| DIRECTIVE |
Write out every line of the records below again, requests included. Scale each coordinate in the answers by 1.25 and round it to a whole number, with halves rounded up.

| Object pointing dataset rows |
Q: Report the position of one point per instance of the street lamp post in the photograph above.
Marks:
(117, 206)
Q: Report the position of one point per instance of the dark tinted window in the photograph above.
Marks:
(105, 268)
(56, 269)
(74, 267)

| EXERCISE RESPONSE |
Q: Report the position of one point per instance of the street lamp post in the photograph above.
Marks:
(146, 258)
Q: Report the position of one point per instance of the dark tinted window in the photograph above.
Marks:
(131, 335)
(70, 336)
(93, 334)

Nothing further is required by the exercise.